*Requirement A*:
Answer these questions from the article on hair loss in dogs below, one answer per line, marked (i), (ii), (iii).
(i) At what ages do Chesapeake Bay Retrievers usually begin losing hair?
(ii) In Irish Water Spaniels, which sex shows hair loss earlier?
(iii) What may a veterinarian need to do to pinpoint what is triggering alopecia?
*Requirement B*: Extend the article on hair loss in dogs below, beginning right after its final sentence.

*Passage for review*:
-- -- --
A black puppy suffering from alopecia.

Hair Loss (Alopecia) in Dogs

Excessive hair loss resulting in bald spots (alopecia) can lead to a very striking change in your pet’s appearance. Alopecia can be a cosmetic issue or, in some cases, a sign of an underlying hormonal or health problem. Many diseases that cause hair loss have similar symptoms, so your veterinarian may need to do several superficial tests on the affected areas and possible blood work to pinpoint what is triggering the condition.

Causes of Hair Loss in Dogs

Follicular Dysplasia

Several breeds have congenital (inherited) hair follicle abnormalities that result in alopecia. These breeds include:

Unfortunately, since they are genetic at base, there are no known treatments for these types of alopecia. Chesapeake Bay Retrievers are affected by an inherited alopecia and will begin losing hair early in life, usually between 1 – 4 years of age. Their normal coat will slowly degenerate into patchy bald spots on the trunk and thighs. Irish Water Spaniels have congenital hair follicle issues resulting in hair loss on the neck, rump region, and, occasionally, the caudal thighs. Hair loss is seen earlier in females than males in this breed. In addition to hair loss and bald spots, the remaining hair is coarse and wiry compared to the normal hair coat.
-- -- --
*Data to examine*:
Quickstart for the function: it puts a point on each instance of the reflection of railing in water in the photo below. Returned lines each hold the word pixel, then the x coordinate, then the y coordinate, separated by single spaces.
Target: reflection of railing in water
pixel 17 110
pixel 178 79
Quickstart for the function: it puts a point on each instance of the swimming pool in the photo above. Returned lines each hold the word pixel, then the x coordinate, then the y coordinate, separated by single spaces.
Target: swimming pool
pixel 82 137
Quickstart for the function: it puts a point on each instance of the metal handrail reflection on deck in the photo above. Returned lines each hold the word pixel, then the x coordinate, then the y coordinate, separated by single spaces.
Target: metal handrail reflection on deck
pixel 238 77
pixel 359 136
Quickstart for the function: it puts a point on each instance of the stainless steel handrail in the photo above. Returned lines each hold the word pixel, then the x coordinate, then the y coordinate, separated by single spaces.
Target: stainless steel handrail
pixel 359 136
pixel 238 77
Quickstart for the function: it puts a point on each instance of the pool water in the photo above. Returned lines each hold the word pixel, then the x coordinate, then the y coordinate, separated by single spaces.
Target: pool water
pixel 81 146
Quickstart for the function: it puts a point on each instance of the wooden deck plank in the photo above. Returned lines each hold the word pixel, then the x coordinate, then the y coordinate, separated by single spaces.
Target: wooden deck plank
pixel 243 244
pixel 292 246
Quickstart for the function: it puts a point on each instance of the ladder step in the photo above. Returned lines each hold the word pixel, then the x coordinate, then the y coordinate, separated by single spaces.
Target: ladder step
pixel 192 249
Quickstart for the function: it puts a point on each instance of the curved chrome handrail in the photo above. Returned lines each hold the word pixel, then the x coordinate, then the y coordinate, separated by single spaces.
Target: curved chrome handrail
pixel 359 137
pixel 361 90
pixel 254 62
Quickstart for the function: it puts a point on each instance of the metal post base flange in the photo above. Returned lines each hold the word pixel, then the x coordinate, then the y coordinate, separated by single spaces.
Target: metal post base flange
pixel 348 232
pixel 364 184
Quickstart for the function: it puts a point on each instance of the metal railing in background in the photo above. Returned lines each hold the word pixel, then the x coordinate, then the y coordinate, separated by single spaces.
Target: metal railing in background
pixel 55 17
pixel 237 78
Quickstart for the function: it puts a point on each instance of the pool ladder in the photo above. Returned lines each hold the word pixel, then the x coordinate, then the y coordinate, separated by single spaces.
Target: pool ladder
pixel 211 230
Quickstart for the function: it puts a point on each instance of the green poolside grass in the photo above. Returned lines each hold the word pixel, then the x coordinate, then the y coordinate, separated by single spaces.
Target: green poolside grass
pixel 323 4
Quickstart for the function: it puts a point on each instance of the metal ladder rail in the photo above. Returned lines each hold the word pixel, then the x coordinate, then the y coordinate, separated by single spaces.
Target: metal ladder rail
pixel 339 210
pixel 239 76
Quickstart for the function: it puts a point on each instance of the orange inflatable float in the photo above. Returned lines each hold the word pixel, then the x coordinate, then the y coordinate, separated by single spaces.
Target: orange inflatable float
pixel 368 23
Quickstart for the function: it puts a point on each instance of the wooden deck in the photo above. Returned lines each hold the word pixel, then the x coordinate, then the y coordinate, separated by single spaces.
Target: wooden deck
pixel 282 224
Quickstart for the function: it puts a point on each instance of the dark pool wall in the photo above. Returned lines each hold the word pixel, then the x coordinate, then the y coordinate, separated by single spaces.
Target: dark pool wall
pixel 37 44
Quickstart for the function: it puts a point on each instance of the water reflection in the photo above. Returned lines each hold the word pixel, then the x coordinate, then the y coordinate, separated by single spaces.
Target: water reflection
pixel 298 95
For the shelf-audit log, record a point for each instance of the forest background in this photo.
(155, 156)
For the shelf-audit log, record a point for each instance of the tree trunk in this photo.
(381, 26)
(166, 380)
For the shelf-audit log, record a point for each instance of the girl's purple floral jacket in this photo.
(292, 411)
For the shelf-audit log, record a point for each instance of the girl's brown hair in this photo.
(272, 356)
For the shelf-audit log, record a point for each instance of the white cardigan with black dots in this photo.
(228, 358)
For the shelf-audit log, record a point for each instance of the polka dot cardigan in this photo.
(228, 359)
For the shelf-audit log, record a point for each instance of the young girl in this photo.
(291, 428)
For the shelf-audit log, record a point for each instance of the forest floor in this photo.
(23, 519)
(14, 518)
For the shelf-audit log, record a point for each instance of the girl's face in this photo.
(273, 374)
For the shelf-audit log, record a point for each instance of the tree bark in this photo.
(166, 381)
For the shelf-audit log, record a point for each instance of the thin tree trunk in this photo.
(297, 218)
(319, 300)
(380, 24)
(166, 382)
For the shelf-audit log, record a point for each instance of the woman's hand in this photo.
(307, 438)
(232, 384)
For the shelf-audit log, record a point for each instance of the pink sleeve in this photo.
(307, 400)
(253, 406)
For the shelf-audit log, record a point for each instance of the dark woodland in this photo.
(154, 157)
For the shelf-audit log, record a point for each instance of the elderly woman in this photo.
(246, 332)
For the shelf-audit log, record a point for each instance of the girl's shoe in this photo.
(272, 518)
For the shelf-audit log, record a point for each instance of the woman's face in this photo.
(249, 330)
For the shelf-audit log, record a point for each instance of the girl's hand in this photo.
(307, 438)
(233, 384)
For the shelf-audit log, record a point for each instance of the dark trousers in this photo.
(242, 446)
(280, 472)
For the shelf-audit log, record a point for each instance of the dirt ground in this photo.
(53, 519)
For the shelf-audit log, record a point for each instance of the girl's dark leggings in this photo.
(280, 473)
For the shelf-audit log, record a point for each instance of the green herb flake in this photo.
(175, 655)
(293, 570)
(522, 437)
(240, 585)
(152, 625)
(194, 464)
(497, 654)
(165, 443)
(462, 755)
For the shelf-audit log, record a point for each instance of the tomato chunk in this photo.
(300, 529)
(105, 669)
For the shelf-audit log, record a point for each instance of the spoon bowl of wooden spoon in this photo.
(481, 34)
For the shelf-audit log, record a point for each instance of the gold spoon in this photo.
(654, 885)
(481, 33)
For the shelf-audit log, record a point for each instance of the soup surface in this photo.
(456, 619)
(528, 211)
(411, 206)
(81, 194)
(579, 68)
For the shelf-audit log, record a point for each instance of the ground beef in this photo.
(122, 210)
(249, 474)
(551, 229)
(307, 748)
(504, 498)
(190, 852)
-- -- --
*Answer box A*:
(i) Usually between 1 and 4 years of age.
(ii) Females.
(iii) Several superficial tests on the affected areas, and possibly blood work.

*Answer box B*:
Portuguese Water Dogs are affected by a congenital change that usually begins with hair loss around two years of age. It is most commonly seen on their dorsum and flanks, but can occasionally affect areas around the eyes or thighs. Hair loss is typically cyclic with periods of spontaneous regrowth. However, the regrown hairs are abnormal in texture and appearance.

Siberian Huskies and Alaskan Malamutes have a different type of follicular abnormality than the aforementioned dog breeds. The plush coats of these Northern breeds are prone to hair cycle arrest (delay of hair growth cycle). This can be spontaneous, but is often seen after clipping the hair.

Pattern Baldness

Just like humans, dogs can experience pattern baldness as they age. This type of alopecia results in non-inflammatory, progressive hair loss on the ear flaps, ventral neck, chest, ventral abdomen, and thighs. Unlike humans, this type of hair loss can be seen in both sexes, with females being more prone. In some cases, baldness will be localized in one region, but some dogs will have hair loss affecting all of the areas listed above. Breeds that are more commonly affected by pattern baldness are Dachshunds, Chihuahuas, Miniature Pinschers, Whippets, Greyhounds, Italian Greyhounds, Boston Terriers, and Boxers.

Just like in human medicine, there is no effective cure for pattern baldness in dogs.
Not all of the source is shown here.